**Given records:**

※

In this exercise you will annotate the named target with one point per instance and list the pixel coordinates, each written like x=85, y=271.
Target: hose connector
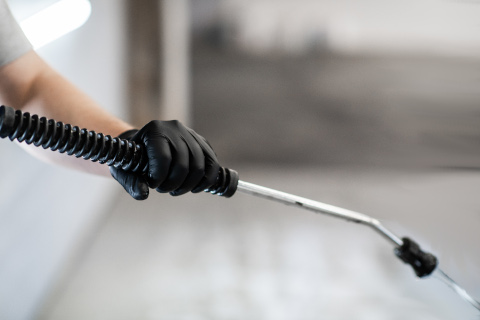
x=423, y=263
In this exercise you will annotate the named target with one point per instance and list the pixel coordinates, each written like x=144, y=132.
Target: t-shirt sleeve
x=13, y=42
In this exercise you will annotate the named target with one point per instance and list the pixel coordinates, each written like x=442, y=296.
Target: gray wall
x=47, y=212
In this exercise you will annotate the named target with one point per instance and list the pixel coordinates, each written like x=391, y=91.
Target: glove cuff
x=127, y=135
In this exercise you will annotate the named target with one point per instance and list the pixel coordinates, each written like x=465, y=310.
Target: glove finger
x=211, y=173
x=134, y=184
x=159, y=160
x=204, y=144
x=196, y=169
x=179, y=167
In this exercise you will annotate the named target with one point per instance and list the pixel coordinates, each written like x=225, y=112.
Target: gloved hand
x=179, y=161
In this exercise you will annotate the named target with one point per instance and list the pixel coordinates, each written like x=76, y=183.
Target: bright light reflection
x=55, y=21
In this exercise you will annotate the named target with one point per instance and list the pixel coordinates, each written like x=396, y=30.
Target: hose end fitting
x=423, y=263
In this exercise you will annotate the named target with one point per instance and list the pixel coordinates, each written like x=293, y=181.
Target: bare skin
x=31, y=85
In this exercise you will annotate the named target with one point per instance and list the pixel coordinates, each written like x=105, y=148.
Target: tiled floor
x=205, y=257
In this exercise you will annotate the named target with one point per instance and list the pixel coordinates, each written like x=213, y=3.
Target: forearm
x=31, y=85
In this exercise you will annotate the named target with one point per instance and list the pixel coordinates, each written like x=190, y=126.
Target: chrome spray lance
x=130, y=156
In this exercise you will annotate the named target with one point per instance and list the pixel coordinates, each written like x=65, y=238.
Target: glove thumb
x=134, y=184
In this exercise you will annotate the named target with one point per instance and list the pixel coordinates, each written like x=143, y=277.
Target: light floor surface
x=201, y=257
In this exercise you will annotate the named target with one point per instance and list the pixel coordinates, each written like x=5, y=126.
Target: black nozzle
x=423, y=263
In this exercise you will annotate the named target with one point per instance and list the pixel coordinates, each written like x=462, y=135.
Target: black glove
x=179, y=161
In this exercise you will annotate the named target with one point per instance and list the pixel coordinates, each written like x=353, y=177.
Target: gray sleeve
x=13, y=42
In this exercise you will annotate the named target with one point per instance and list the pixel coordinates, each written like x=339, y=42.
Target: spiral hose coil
x=65, y=138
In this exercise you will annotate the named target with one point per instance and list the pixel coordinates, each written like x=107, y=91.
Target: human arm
x=30, y=84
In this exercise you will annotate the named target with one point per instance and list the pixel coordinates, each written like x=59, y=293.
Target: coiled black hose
x=65, y=138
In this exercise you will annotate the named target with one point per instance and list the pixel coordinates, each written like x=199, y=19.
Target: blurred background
x=369, y=105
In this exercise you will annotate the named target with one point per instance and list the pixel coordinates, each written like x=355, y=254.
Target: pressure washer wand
x=423, y=263
x=130, y=156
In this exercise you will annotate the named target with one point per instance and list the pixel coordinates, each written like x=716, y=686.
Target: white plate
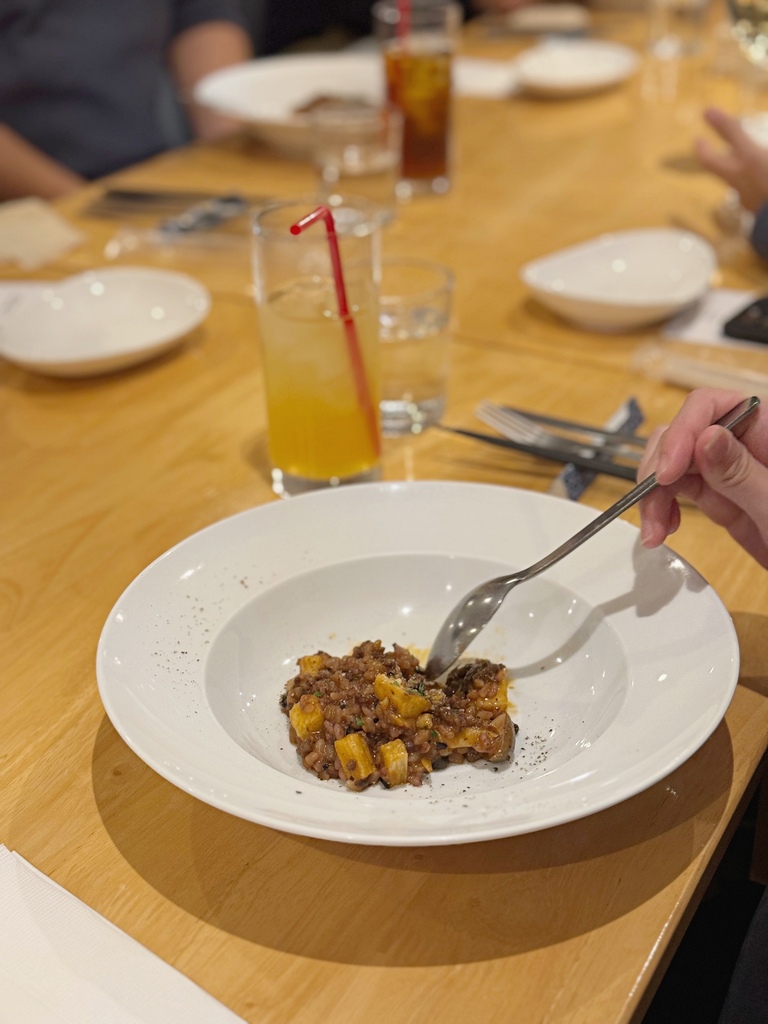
x=266, y=93
x=101, y=321
x=624, y=281
x=569, y=68
x=624, y=659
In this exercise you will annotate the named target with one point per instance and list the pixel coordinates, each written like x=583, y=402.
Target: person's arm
x=196, y=52
x=726, y=477
x=25, y=170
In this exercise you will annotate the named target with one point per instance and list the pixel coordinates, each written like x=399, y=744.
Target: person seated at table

※

**Directions:** An exact, word-for-word copy of the records is expected, with no pictures in it.

**Solution to the exercise:**
In this exercise you will annotate the named target with one point per instance and list the pixel coordinates, each written like x=85, y=271.
Target: hose connector
x=423, y=263
In this exercise you will annotate the named target with one point per instance and list the pixel coordinates, each written like x=144, y=132.
Target: t-shirt sleeve
x=13, y=42
In this exercise you will annotate the named target with one point per instance and list the pixel coordinates, each written like x=442, y=296.
Target: gray wall
x=47, y=212
In this exercise you will annotate the named target with one point per instance and list the pixel coordinates, each written like x=391, y=91.
Target: glove cuff
x=127, y=135
In this exercise you will annotate the named target with one point per instance and list the pixel coordinates, each written like x=465, y=310.
Target: glove finger
x=211, y=173
x=134, y=184
x=159, y=160
x=204, y=144
x=196, y=169
x=179, y=167
In this exercise you will annotate the named target with one point per instance and list the pixel coordinates, each written like x=225, y=112.
Target: gloved hand
x=179, y=161
In this exercise you will annotate the named target with one point per instance and list the pixel coordinates, each written like x=76, y=183.
Target: bright light reflection
x=55, y=21
In this exercise you will annotate the named target with one point per instance and list the pixel coordinates, each written like x=396, y=30.
Target: hose end fitting
x=423, y=263
In this exercise you will annotate the named target with one point per instance and list the pixel coordinates, each written like x=293, y=181.
Target: bare skin
x=31, y=85
In this exercise you will annotate the named target with one point per instance and list the pixel coordinates, each written like x=105, y=148.
Target: tiled floor
x=205, y=257
In this exercise you will annotate the named target with one point per instance and list the pixel coordinates, each written like x=213, y=3.
Target: forearm
x=31, y=85
In this exercise you will annotate the named target with one point per instance and list the pixel coordinates, each written like x=190, y=126.
Target: chrome spray lance
x=130, y=156
In this exercise you will annotate the named target with one point per instance and list the pixel coordinates, each written like x=65, y=238.
Target: glove thumb
x=134, y=184
In this exercise you will annotate the named target with one point per instance and list the pixel coordinates, each written like x=143, y=277.
Target: light floor surface
x=201, y=257
In this exercise you will annotate the named target with one point per instance and list the pixel coordinates, each written like x=5, y=126.
Target: black nozzle
x=423, y=263
In this exercise you will annotate the named target with one point per instance and list the pixel coordinates, each written like x=462, y=135.
Target: black glove
x=179, y=161
In this exercise you will annotate the named target with one point per instance and list the pixel coordinates, each written like x=353, y=177.
Target: gray sleeve
x=13, y=42
In this exercise you will annotate the named target with one point per instance and list the pixel coordinates, each written like x=339, y=42.
Target: spiral hose coil
x=65, y=138
In this exercise you will annotate the named target with one point per instance and list the pixel coordinates, each written like x=107, y=91.
Target: human arm
x=30, y=84
In this exercise you will annotate the named target with one point per instance and list the pixel coordinates, each written like x=59, y=293.
Target: coiled black hose
x=65, y=138
In this exercise you will annotate the named target with one point per instance and list the pixel coordinates, each written like x=199, y=19.
Target: blurred background
x=369, y=105
In this exercise you will annotate the named target with one point per instance and list the pixel coordinates, each written like x=355, y=254.
Target: pressure washer wand
x=423, y=263
x=130, y=156
In this exercise you will annotate the named target with one point per instance and list the pixel coordinates, each written like x=716, y=686.
Target: white plate
x=266, y=93
x=101, y=321
x=624, y=281
x=569, y=68
x=624, y=659
In this exercise you will annotate the named target with one point per instance and list the pixel coordinates, each written like x=583, y=402.
Target: person's arm
x=196, y=52
x=726, y=477
x=25, y=170
In this exercise you will annotate the named target with one point per instance and list the pixel coordinates, each written like x=399, y=744.
Target: person seated at table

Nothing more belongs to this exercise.